• [Extrait]:
L’an dernier, je marche trois kilomètres accompagné d’un ami pour me rendre chez l’armurier. Nous poussons la porte du magasin. A l’étalage, fusils-mitrailleurs, fusils de biathlon, armes de poings, stock de munitions, couteaux. Je salue. Aucune réponse. Au bout d’un moment, un homme qui graisse la culasse d’un fusil me toise:
- Vous êtes Suisse? Parce qu’avec toux ces gens qui rôdent par ici. Surtout des Serbes.
Puis il reprend son travail. Alors que nous achetons du matériel auprès de son collègue, un homme proche de la retraite, celui-ci, la mine grise, nous confie:
- Nous sommes tous sous le coup. Nous allons fermer cet après-midi pou aller à un enterrement. Quelqu’un est mort.
Mois : mai 2014
Armurier
Changement
Ce camarade du club de sport qui, à l’heure de la douche, apprenant qu’un autre garçon habite Montreux:
- Ah, toi tu habites au bord du Lac? Tu connais le restaurant le Nautile?
Et il lui explique le décor de la salle, la terrasse, la vue, le lac. L’autre ne connaît pas, mais donne des détails sur sa ville.
- Eh bien j’y suis allé! C’est incroyable, ça change. Ici, à Fribourg, on est au bord de la Sarine, et là c’est le lac: ça change!

• [Consignes]:
1) Selon l'extrait, quelle distance est parcourue à pied pour se rendre chez l'armurier ?
2) Citez l'extrait, s'il vous plaît, depuis « L’an dernier, je » jusqu'à « Quelqu’un est mort. » inclus.

(Éléments provenant d'une source de données)
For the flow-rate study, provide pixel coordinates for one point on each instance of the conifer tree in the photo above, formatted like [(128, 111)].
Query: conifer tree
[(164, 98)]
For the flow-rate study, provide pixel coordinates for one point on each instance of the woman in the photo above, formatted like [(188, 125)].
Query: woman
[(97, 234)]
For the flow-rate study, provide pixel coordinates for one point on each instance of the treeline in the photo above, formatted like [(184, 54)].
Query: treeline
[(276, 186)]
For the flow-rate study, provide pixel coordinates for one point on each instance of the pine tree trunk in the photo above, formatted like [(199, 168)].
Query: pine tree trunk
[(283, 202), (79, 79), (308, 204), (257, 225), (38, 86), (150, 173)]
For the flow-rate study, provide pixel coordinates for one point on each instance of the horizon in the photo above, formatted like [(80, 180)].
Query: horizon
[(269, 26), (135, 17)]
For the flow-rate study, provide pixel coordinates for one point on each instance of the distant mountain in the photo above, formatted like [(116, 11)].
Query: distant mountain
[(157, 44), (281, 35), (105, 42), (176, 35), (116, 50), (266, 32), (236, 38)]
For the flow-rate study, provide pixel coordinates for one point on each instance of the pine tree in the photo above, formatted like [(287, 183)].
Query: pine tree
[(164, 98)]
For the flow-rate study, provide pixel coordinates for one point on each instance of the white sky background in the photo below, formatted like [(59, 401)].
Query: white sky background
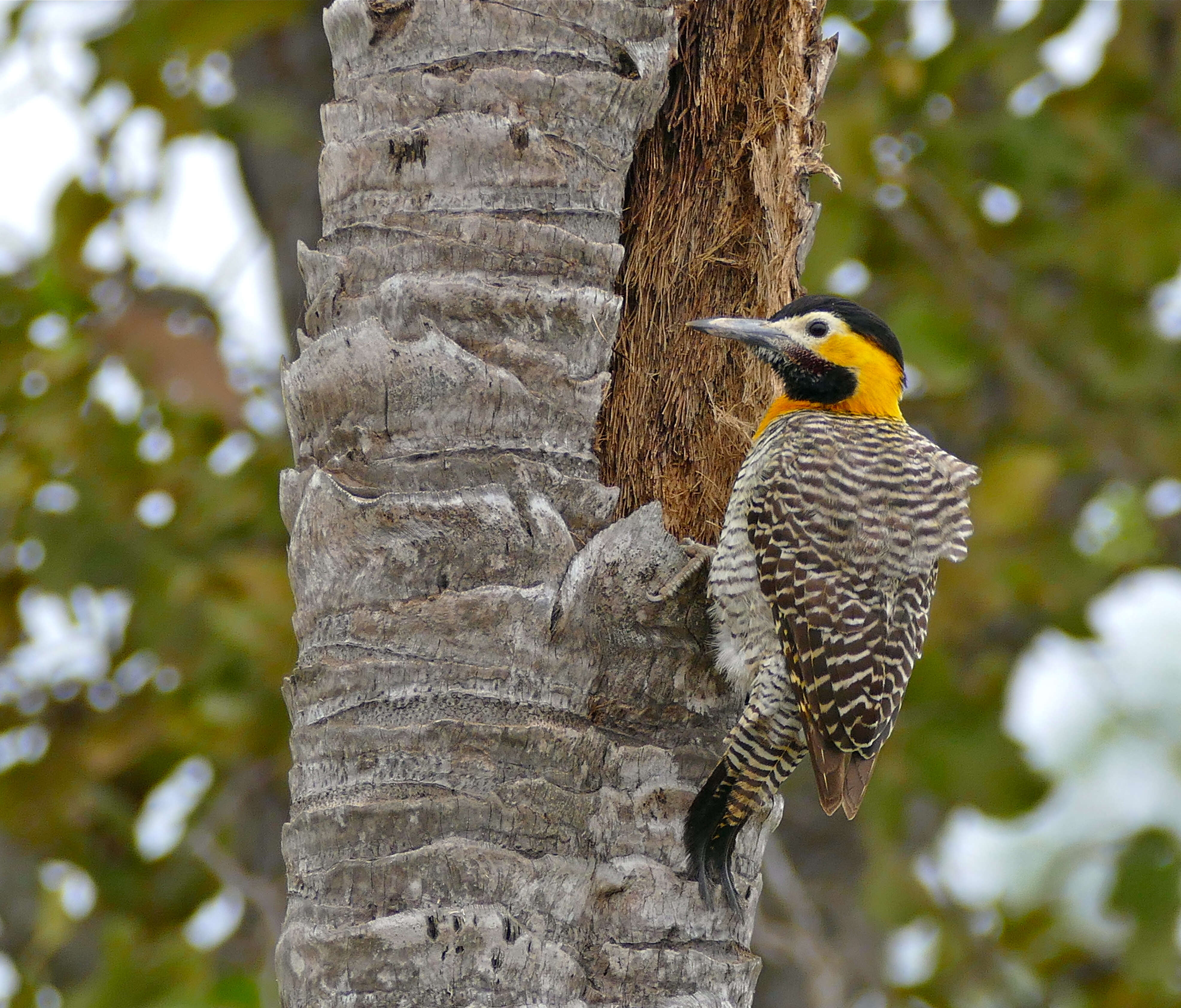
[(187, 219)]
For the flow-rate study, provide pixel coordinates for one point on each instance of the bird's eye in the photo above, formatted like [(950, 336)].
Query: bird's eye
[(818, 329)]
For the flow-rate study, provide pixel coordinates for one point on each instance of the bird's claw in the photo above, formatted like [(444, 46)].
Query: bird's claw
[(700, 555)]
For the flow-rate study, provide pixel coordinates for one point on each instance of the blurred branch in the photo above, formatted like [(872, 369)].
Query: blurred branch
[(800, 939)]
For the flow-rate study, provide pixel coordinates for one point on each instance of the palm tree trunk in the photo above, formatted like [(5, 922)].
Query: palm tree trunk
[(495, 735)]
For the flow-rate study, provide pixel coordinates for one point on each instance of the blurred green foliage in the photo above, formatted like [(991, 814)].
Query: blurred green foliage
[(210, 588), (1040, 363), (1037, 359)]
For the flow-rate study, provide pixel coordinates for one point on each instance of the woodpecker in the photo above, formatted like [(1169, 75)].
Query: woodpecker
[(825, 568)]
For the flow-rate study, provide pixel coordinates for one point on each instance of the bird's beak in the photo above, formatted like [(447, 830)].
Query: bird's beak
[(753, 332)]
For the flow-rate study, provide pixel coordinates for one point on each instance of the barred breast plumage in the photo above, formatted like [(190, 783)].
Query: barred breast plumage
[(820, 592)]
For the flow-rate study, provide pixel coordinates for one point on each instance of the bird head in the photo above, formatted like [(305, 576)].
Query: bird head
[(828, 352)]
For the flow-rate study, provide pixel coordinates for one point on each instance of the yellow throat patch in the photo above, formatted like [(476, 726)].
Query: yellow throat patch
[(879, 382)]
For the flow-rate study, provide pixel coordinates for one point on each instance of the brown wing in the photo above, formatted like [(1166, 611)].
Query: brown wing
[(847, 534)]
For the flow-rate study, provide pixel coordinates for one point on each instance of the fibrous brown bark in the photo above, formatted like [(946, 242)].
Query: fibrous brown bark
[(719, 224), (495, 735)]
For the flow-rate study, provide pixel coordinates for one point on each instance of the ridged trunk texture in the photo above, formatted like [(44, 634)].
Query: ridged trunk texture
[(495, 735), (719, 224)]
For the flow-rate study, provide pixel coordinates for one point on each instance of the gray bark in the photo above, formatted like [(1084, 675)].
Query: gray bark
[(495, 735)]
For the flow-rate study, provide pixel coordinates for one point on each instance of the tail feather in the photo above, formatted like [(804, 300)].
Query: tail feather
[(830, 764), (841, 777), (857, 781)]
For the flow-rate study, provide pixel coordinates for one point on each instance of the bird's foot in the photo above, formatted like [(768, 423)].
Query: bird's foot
==
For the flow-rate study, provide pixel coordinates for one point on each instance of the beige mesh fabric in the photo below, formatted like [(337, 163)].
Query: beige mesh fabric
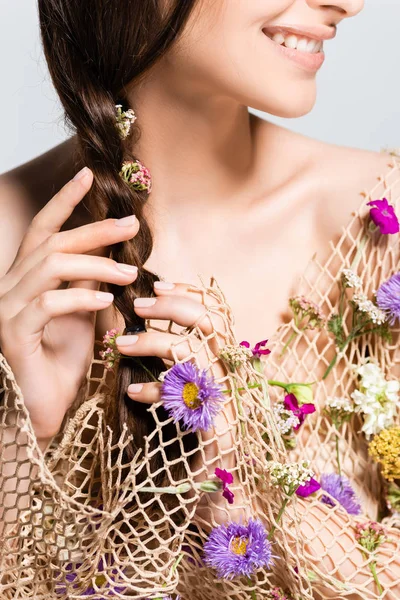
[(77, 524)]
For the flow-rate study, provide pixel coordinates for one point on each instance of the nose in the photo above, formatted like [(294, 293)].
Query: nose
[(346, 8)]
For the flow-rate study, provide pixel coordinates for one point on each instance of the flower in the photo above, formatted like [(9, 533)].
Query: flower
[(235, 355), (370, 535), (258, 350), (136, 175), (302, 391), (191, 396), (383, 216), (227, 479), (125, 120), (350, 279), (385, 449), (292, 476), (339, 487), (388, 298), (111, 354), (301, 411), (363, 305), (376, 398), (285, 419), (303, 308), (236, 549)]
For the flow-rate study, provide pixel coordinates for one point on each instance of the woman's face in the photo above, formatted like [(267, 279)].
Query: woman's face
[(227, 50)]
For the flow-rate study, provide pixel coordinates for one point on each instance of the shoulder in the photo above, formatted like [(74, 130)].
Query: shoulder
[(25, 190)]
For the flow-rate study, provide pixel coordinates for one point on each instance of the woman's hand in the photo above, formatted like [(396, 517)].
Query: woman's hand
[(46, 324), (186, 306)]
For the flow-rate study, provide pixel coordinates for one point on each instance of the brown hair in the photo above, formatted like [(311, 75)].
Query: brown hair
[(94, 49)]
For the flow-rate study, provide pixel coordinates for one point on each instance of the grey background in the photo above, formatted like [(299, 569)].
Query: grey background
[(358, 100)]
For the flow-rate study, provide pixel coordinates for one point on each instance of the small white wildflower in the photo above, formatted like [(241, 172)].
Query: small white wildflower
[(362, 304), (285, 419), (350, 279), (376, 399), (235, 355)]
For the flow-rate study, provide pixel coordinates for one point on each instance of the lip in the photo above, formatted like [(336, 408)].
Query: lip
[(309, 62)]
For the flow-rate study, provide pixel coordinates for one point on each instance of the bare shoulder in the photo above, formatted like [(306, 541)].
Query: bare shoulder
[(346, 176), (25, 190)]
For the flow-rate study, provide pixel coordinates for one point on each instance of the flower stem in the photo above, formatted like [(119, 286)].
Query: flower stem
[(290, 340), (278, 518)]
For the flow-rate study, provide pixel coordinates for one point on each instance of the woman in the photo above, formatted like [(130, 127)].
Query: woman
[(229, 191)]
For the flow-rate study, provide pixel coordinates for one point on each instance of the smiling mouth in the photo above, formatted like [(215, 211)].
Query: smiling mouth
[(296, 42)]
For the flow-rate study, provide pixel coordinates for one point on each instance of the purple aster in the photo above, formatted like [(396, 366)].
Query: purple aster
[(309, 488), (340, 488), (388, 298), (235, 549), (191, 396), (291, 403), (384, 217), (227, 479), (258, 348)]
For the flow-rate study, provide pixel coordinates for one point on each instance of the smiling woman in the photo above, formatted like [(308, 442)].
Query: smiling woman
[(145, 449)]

• [Corrigés]:
1) Trois kilomètres.

2)
L’an dernier, je marche trois kilomètres accompagné d’un ami pour me rendre chez l’armurier. Nous poussons la porte du magasin. A l’étalage, fusils-mitrailleurs, fusils de biathlon, armes de poings, stock de munitions, couteaux. Je salue. Aucune réponse. Au bout d’un moment, un homme qui graisse la culasse d’un fusil me toise:
- Vous êtes Suisse? Parce qu’avec toux ces gens qui rôdent par ici. Surtout des Serbes.
Puis il reprend son travail. Alors que nous achetons du matériel auprès de son collègue, un homme proche de la retraite, celui-ci, la mine grise, nous confie:
- Nous sommes tous sous le coup. Nous allons fermer cet après-midi pou aller à un enterrement. Quelqu’un est mort.